Reproduce verbatim every line of the records from the line containing "street lamp in this photo." down to the line containing "(1056, 818)", with both of those lines included.

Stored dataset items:
------------

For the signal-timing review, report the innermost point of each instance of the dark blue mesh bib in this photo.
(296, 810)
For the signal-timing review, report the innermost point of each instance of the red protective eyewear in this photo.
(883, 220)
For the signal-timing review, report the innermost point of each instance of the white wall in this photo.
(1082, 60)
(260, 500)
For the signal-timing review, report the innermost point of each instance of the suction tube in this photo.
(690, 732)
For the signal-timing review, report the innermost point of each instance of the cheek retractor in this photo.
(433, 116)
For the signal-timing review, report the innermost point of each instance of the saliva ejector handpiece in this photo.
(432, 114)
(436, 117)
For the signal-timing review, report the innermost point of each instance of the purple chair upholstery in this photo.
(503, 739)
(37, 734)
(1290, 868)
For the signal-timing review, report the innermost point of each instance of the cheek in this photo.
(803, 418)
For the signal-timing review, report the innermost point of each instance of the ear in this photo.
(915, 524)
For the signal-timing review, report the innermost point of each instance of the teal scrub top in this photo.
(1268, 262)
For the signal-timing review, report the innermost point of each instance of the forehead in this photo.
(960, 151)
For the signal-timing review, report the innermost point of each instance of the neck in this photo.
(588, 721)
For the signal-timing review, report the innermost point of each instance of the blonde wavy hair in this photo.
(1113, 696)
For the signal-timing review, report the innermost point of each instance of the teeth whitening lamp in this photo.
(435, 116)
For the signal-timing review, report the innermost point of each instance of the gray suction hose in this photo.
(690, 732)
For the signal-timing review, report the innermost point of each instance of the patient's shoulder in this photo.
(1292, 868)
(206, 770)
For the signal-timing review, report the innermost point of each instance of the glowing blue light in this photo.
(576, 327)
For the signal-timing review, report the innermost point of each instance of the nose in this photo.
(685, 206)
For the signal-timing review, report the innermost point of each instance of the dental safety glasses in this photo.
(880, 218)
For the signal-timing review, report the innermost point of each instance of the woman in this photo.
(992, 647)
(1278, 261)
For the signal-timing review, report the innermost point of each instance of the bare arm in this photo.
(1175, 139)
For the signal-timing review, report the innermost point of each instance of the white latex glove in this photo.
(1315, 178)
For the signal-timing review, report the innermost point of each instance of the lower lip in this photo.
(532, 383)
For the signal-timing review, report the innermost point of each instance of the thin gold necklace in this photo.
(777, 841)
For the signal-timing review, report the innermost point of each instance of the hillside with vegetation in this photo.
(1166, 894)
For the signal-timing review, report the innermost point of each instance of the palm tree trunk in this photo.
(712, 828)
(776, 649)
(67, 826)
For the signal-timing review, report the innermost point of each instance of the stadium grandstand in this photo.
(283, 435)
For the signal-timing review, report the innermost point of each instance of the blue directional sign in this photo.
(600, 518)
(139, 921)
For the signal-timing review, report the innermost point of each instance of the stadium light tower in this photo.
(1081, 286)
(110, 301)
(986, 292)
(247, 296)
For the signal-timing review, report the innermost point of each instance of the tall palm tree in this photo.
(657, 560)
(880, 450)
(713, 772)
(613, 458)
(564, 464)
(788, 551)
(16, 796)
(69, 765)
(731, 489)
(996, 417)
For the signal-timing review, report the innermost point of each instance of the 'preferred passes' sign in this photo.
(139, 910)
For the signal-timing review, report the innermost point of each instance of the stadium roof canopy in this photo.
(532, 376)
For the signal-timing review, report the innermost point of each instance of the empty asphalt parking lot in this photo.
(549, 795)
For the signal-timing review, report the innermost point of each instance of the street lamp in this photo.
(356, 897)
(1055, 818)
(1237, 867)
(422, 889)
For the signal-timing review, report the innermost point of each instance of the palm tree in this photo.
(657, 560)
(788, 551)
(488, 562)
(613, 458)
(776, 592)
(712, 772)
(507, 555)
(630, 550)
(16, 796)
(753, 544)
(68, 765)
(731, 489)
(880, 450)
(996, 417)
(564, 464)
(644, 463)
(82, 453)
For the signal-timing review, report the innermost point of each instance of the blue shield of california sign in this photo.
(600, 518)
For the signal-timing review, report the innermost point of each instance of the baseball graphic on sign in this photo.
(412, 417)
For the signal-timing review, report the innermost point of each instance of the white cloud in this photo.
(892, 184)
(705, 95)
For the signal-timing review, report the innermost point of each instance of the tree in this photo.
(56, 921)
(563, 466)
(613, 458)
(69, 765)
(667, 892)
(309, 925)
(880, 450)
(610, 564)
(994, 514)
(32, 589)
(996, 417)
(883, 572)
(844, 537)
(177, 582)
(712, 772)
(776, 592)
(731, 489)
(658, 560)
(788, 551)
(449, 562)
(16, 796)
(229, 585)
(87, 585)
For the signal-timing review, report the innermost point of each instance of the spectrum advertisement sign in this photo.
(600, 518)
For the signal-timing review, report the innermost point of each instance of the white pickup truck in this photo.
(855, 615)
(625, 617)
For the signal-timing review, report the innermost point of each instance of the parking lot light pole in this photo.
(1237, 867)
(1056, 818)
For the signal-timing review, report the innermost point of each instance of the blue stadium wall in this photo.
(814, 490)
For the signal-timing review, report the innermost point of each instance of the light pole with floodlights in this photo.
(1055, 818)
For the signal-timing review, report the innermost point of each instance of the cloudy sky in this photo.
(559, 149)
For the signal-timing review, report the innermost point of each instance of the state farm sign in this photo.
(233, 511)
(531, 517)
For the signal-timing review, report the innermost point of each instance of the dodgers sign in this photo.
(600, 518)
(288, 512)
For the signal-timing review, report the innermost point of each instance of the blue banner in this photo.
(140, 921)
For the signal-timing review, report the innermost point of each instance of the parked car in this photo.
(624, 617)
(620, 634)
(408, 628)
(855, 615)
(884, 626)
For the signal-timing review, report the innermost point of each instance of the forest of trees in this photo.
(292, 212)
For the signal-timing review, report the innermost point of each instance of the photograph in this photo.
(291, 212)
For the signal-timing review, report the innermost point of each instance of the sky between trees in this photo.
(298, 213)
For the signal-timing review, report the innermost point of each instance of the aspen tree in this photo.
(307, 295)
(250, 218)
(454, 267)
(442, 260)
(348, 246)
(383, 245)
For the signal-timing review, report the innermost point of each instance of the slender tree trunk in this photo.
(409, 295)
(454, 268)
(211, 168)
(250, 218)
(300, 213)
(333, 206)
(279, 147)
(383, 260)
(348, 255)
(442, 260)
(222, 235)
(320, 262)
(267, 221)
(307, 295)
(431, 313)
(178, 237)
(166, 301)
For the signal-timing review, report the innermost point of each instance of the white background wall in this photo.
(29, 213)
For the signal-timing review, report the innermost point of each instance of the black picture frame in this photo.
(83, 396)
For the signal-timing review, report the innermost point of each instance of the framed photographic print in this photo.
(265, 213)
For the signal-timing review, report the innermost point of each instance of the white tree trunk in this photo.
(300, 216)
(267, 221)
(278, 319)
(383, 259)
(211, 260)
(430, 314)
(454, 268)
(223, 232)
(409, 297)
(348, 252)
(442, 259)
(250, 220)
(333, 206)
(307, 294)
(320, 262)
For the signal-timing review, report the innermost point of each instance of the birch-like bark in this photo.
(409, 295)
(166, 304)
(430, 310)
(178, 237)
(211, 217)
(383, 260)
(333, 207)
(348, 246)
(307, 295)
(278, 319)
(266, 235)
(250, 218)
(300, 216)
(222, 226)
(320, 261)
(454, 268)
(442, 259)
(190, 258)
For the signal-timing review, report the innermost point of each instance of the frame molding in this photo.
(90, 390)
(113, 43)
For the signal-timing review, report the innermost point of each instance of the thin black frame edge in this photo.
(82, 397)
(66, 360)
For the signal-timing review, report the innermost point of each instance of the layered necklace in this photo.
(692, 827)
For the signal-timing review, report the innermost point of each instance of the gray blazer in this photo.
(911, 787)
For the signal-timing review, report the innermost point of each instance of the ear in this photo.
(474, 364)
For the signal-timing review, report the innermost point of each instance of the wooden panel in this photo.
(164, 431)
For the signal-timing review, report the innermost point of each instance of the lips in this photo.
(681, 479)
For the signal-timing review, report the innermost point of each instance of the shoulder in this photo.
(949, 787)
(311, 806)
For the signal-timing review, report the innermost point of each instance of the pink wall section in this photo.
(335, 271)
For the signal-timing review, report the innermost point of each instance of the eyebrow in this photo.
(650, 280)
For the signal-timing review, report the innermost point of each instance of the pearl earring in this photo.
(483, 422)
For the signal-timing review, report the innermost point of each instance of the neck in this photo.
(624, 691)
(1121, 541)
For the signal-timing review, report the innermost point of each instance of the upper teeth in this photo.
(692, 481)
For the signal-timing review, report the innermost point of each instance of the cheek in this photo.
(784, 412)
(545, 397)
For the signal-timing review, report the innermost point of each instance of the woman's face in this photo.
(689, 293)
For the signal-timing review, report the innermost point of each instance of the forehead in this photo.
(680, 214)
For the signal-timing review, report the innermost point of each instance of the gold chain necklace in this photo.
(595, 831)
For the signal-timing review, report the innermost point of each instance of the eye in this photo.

------------

● **SOLUTION TO THIS TASK**
For the signal-timing review, report the innermost point of each instance of the street lamp in this photo.
(356, 897)
(1055, 818)
(1237, 867)
(422, 889)
For the signal-timing review, report the innermost point of each instance of the palm tree in this photo.
(657, 560)
(788, 551)
(488, 562)
(613, 458)
(776, 592)
(712, 772)
(507, 555)
(630, 550)
(16, 796)
(753, 544)
(68, 765)
(731, 489)
(880, 450)
(996, 417)
(564, 464)
(644, 463)
(82, 453)
For the signal-timing review, report the innermost point of each instance of the blue shield of california sign in this photo.
(600, 518)
For the signal-timing review, report the innermost point of each instance of the baseball graphic on sign in this photo.
(412, 417)
For the signal-timing review, report the innermost point of each instance of the white cloud in this photo.
(892, 184)
(705, 95)
For the signal-timing review, report the innermost point of each instance of the tree in this photo.
(56, 921)
(563, 466)
(613, 458)
(69, 765)
(667, 892)
(309, 925)
(880, 450)
(610, 564)
(994, 514)
(32, 589)
(996, 417)
(883, 572)
(844, 537)
(177, 582)
(712, 772)
(776, 592)
(731, 489)
(658, 560)
(788, 551)
(449, 562)
(16, 796)
(229, 585)
(87, 585)
For the signal-timing review, report the innermost point of each instance of the spectrum advertisement sign in this photo.
(600, 518)
For the signal-timing review, report the innermost point of each instance of the white pickup truck in this photo.
(855, 615)
(625, 617)
For the signal-timing review, report the innermost point of each instance of the parking lot light pole in this photo.
(1237, 867)
(1056, 818)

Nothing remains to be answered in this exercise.